Extracted records:
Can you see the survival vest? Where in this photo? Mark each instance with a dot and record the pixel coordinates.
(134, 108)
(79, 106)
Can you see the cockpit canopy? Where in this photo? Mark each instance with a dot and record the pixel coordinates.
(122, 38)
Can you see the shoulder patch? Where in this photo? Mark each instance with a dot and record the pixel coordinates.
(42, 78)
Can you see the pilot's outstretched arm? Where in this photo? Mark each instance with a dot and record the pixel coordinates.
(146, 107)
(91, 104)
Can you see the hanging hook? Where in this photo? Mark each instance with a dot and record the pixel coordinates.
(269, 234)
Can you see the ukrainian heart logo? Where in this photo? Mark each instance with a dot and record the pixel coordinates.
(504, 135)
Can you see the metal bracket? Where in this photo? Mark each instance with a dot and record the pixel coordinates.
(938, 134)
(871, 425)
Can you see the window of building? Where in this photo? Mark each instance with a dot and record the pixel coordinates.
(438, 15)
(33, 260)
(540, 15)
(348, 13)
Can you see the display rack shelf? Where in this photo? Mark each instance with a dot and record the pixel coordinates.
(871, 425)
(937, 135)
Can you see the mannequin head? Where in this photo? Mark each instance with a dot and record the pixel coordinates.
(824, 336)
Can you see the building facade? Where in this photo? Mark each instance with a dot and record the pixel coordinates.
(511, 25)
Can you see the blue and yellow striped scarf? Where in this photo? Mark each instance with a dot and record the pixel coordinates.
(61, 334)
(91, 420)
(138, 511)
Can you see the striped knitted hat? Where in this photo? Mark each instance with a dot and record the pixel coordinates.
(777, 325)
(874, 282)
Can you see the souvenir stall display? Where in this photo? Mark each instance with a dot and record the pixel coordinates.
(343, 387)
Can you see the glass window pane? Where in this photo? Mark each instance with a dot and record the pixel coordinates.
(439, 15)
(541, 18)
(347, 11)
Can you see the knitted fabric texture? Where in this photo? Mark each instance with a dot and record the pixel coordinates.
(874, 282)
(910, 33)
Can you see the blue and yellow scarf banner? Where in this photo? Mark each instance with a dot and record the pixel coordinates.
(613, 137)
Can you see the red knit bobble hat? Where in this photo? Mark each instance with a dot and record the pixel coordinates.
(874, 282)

Your objective: The lines to set down, exactly and with both ends included, run from the one containing "Can you see the display" to the last line of the data above.

Task output:
Can you see the display rack shelf? Where in this photo? Mark each instance with a dot and record the pixel coordinates.
(871, 425)
(937, 135)
Can you see the mannequin head? Where in this photo? Mark each instance with a dot and record the pixel coordinates.
(824, 336)
Can you see the building facade? Where in this photo? Mark each instance with a dot and record the pixel coordinates.
(511, 25)
Can you see the blue and yellow striped scarf? Where in this photo? Mark each instance with a dot and record the pixel coordinates.
(61, 334)
(91, 420)
(138, 511)
Can you see the striped knitted hat? Where in this photo? Mark each instance with a dot and record the pixel coordinates.
(777, 325)
(874, 282)
Can you see the souvenir stall display? Where in this photo? Mark each instance with a dot and record the pixel coordinates.
(343, 387)
Can you see the glass window pane? Where in this photo? Mark each instance with a dot and record the pixel coordinates.
(439, 15)
(541, 18)
(347, 11)
Can you see the knitted fabric texture? Where in this photo? Mark each instance with a dot and record the pixel coordinates.
(874, 282)
(910, 33)
Can you see the blue and yellow scarf banner? Where in this photo? Mark each instance with a dot and record the pixel coordinates.
(613, 137)
Can you see the red knit bobble hat? Where in this photo? Mark each instance with a dot and record the pixel coordinates.
(874, 282)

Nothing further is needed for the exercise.